[Work to be completed] In the passage below on Vanderbilt University Medical Center's Evolve to Excel program, what reasons are given for the program? Answer in one to three sentences.

[Passage shown]
....

Jun. 20, 2013, 10:11 AM

With a desire toward process improvement that will result in lasting change, and in response to ongoing financial pressures from declining reimbursements for the treatment of Medicare and Medicaid patients along with reductions to federal research funding due to the nation’s ballooning deficit, Vanderbilt University Medical Center is embarking on a comprehensive program designed to sharpen operational practices throughout the institution to better meet the economic realities facing the future of health care delivery and research.

The program, called Evolve to Excel (E2E), will provide a focused effort to increase the efficiency and effectiveness of VUMC’s administrative and operational support services for both the clinical enterprise and the School of Medicine.

“Already, thanks to the creativity and contributions of individuals from across the Medical Center, we have been able to realize operational savings of approximately $50 million. After careful analysis of financial models associated with our federal revenue streams, we know we need to capture another $50 million in operational savings during fiscal year 2014 to continue our mission as one of the nation’s leading academic medical centers,” said John Manning Jr., Ph.D., MBA, associate vice chancellor for Health Affairs, chief administrative officer for VUMC and senior associate dean for Operations and Administration.

....

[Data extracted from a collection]
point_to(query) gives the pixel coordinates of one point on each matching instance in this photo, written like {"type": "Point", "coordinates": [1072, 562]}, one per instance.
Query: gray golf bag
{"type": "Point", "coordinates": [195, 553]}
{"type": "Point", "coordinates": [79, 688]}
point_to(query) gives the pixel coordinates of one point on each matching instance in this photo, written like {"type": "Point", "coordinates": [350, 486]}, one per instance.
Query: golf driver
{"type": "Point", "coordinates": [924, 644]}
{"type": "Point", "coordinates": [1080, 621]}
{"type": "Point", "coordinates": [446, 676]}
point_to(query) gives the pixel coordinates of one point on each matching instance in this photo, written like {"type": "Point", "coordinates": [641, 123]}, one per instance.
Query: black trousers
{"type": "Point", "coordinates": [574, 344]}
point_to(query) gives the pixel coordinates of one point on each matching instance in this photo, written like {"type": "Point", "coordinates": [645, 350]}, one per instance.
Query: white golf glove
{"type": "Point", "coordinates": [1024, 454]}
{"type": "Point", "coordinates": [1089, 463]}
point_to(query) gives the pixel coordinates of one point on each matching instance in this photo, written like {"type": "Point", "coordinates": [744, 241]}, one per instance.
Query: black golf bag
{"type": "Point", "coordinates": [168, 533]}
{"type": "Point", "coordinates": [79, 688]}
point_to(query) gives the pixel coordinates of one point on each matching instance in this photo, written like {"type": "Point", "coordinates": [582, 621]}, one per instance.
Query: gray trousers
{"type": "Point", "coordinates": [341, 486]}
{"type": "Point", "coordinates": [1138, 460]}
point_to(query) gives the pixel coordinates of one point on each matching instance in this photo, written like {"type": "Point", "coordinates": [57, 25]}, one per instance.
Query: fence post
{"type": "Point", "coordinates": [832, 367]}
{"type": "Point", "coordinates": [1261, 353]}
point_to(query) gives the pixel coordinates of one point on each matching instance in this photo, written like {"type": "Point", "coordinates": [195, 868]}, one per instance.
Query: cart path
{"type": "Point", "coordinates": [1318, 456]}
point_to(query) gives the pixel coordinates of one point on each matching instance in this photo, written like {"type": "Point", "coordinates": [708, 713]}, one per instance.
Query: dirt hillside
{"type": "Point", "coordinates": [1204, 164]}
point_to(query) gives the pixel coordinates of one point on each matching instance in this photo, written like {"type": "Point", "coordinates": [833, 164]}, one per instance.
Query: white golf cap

....

[Result of this exercise] The Medical Center wants process improvement that produces lasting change. It also faces ongoing financial pressure from declining reimbursements for treating Medicare and Medicaid patients and from cuts to federal research funding caused by the nation's growing deficit. The program is meant to sharpen operations so the institution can better meet the economic realities facing health care delivery and research.